• **AUFGABE A**: Zeigen Sie jede Zeile der Auflistung, in der die Zeichenfolge "floor" vorkommt, und beachten Sie dabei die Groß- und Kleinschreibung.

• **AUSGEWÄHLTER AUSZUG**:
※

09.03.2021

Mit den Gletschern schmilzt unsere Zeit

Sachbuch, Erinnerungsroman, Zukunftsvision: Mit Wasser und Zeit  hat Autor und Umweltaktivist Andri Snær Magnason ein sehr persönliches Buch geschrieben, das uns gleichwohl alle betrifft. Nun ist es für den Literaturpreis des Nordischen Rates nominiert. 

 

Gletscher umgeben von Wasser. Bild von Annie Spratt auf Unsplash.
Die Gletscher schmelzen, warnt der isländische Autor und Umweltaktivist Andri Snær Magnason. © Annie Spratt auf Unsplash.

 

Einst waren Gletscher ein Symbol für die Ewigkeit. Doch nun schmelzen sie, verschwinden für immer wie Okjökull auf Island. Und so sind die gewaltigen Eismassen heute vor allem eines: Mahnung, wie gefährdet Natur und Klima auf der Erde sind.

 

In seinem Buch Wasser und Zeit beschreibt der Schriftsteller Andri Snær Magnason den Klimawandel als eine Geschichte des Wassers, und welcher Ort eignete sich dafür besser als seine Heimat Island, die noch vor 20.000 Jahren vollständig von Eis bedeckt war.

※

• **ROHDATEN**:
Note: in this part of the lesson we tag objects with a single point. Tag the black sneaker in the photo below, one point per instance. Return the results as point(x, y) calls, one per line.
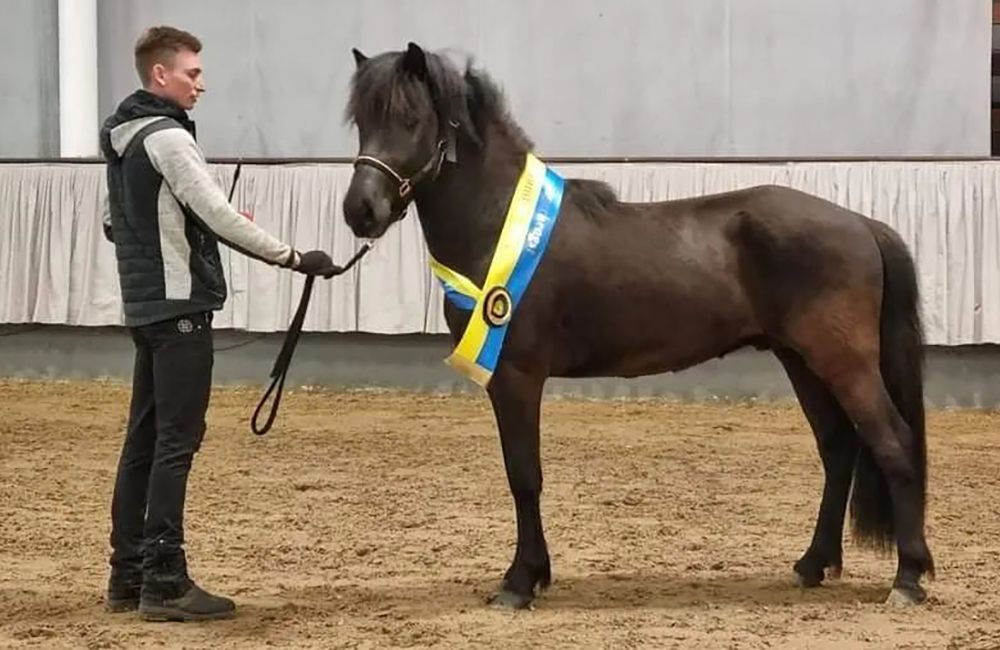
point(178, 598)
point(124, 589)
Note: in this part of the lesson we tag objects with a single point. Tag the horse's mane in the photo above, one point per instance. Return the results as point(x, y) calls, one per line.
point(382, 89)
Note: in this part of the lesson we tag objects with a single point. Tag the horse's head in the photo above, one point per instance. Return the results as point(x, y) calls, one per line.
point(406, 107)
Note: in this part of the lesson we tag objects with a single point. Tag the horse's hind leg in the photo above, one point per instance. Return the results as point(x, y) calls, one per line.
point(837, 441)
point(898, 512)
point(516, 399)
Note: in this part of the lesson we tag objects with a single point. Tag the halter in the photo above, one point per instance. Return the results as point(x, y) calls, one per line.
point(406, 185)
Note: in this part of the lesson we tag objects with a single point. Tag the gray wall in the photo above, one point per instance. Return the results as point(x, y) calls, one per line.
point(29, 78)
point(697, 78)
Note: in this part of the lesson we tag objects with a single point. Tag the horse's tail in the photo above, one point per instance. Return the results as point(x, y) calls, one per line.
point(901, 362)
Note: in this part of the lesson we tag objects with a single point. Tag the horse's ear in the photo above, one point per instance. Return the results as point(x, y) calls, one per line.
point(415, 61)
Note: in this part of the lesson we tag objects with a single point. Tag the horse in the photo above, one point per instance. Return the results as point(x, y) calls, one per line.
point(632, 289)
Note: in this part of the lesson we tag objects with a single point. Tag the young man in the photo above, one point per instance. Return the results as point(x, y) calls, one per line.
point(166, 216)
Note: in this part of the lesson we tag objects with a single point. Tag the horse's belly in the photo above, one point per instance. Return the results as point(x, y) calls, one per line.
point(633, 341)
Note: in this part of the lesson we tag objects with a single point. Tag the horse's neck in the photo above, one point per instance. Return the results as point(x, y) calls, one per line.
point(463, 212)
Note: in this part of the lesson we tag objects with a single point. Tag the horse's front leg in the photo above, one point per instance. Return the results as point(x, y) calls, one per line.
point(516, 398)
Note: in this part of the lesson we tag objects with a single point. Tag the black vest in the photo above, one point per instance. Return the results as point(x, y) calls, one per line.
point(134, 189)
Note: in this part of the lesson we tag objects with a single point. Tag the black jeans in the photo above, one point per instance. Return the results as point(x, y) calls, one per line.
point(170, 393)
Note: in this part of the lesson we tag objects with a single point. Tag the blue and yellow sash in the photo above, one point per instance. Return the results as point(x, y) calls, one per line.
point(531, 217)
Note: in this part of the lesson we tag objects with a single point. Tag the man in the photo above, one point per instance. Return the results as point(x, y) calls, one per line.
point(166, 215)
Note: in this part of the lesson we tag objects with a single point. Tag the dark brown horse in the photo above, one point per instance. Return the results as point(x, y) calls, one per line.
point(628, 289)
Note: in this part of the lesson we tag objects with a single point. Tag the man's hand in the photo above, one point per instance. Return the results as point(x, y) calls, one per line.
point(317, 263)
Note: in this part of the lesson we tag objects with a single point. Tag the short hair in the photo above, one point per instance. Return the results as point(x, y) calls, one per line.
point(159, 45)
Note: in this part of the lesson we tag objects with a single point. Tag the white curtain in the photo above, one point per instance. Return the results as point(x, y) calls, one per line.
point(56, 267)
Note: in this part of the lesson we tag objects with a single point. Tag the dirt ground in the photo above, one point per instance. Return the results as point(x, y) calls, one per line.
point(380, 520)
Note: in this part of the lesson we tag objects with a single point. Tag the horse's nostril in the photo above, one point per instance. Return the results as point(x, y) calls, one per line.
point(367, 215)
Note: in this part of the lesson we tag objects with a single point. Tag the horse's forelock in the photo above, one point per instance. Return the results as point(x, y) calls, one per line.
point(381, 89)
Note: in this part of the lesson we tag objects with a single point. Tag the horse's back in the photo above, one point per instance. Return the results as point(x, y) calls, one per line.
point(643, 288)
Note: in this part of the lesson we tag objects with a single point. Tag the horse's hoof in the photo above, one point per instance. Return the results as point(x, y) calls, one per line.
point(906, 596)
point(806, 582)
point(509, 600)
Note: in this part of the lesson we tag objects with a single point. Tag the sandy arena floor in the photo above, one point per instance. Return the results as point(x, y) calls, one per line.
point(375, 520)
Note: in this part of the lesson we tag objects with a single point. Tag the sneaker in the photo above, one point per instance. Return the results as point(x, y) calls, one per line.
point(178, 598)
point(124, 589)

※

• **AUFGABE B**: Tauschen Sie im Artikel über die schmelzenden Gletscher "Umweltaktivist" gegen "Klimaaktivist" aus und geben Sie den Abschnitt wieder, der bei den Worten "Mit den Gletschern" beginnt und nach "Nordischen Rates nominiert." endet.

• **ENDERGEBNIS A**:
Note: in this part of the lesson we tag objects with a single point. Tag the sandy arena floor in the photo above, one point per instance. Return the results as point(x, y) calls, one per line.

• **ENDERGEBNIS B**:
Mit den Gletschern schmilzt unsere Zeit

Sachbuch, Erinnerungsroman, Zukunftsvision: Mit Wasser und Zeit  hat Autor und Klimaaktivist Andri Snær Magnason ein sehr persönliches Buch geschrieben, das uns gleichwohl alle betrifft. Nun ist es für den Literaturpreis des Nordischen Rates nominiert.